• **Exercise objective**: Every record that follows must be given again exactly.

(Items listed in a dataset)
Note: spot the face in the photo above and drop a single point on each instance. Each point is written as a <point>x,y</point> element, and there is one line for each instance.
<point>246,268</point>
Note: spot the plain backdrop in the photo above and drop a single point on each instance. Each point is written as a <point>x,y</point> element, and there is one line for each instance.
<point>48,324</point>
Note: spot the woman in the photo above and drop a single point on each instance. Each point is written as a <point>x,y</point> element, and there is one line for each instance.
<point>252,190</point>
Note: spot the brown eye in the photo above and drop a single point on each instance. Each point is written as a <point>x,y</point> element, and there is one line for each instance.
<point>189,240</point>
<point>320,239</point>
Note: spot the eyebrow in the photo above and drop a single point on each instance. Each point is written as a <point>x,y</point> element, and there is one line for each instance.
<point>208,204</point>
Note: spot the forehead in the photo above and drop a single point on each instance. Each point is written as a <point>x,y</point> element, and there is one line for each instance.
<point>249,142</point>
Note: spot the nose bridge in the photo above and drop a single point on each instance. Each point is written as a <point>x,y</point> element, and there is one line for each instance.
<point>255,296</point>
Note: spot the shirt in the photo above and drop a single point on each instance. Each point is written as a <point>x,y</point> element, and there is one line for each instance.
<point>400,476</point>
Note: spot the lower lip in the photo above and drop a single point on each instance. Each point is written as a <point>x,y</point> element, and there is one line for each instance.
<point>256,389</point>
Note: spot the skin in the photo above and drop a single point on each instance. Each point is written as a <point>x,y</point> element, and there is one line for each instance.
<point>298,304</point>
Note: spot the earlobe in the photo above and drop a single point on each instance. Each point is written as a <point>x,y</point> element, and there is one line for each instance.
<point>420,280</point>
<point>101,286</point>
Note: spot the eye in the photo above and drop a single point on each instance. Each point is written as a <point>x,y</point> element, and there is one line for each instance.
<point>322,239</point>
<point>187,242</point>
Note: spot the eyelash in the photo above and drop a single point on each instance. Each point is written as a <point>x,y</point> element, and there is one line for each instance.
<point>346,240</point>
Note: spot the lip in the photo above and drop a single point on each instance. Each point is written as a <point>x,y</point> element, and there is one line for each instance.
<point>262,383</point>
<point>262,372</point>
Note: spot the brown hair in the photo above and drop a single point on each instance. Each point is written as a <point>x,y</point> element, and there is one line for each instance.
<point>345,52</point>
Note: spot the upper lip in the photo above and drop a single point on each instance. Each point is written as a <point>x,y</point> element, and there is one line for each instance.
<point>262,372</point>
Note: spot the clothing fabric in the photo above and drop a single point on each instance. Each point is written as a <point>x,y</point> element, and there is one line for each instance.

• **Answer to the problem**:
Note: spot the face in the photo above and drop a single point on each instance. Each point is written as a <point>x,y</point> element, and there is one line for each instance.
<point>246,268</point>
Note: spot the plain backdrop in the photo above and drop a single point on each instance. Each point is written as a <point>x,y</point> element, and there is one line for each instance.
<point>48,324</point>
Note: spot the woman in the photo above and drop a single point on each instance. Each point is written as a <point>x,y</point> element, and there is one line for each instance.
<point>252,190</point>
Note: spot the brown eye in the photo above and drop a single point on each instance. Each point is written as a <point>x,y</point> element, and there is one line for each instance.
<point>189,240</point>
<point>320,239</point>
Note: spot the eyebrow in the photo above and drop a single point on each instance. Each point is written as a <point>x,y</point> element, and there is one line for each instance.
<point>208,204</point>
Note: spot the forehead in the photo above and drop a single point on each instance. Each point is written as a <point>x,y</point> element, and there is one line for each instance.
<point>249,142</point>
Note: spot the nose bridge in the photo above and drop a single point on each instance. Each point is written as a <point>x,y</point> element, and there is one line for each instance.
<point>255,296</point>
Note: spot the shirt in the photo above and drop a single point on each instance. Each point is written as a <point>x,y</point> element, and there is one line for each instance.
<point>400,476</point>
Note: spot the lower lip in the photo above and drop a single point on each instance. Each point is written as a <point>x,y</point> element, and there is one line for each instance.
<point>256,389</point>
Note: spot the skin in the photo above and drop a single point on each instance. Each point is written as a <point>x,y</point> element, and there is one line for each instance.
<point>298,304</point>
Note: spot the earlobe in the photo above and drop a single point on each instance. Each point is written as a <point>x,y</point> element, and there is one line for each instance.
<point>420,280</point>
<point>101,286</point>
Note: spot the eye in the photo above and drop a single point on each instance. Each point is written as a <point>x,y</point> element, and there is one line for each instance.
<point>322,239</point>
<point>187,242</point>
Note: spot the eyelash in the photo above and drop a single point on each instance. Each point is written as a <point>x,y</point> element, and there is one line for each instance.
<point>346,240</point>
Note: spot the lip in the photo above and drop a single point on each instance. Each point is written as a <point>x,y</point> element, and there is one line for each instance.
<point>262,383</point>
<point>262,372</point>
Note: spot the brown hair in the photo above and drop a single point on each instance. Each point is written as a <point>x,y</point> element, and there is one line for each instance.
<point>345,52</point>
Note: spot the upper lip in the photo above and drop a single point on each instance. Each point is written as a <point>x,y</point> element, and there is one line for each instance.
<point>262,372</point>
Note: spot the clothing fabric in the photo above and drop a single point on each instance. Each point is written as a <point>x,y</point> element, and there is one line for each instance.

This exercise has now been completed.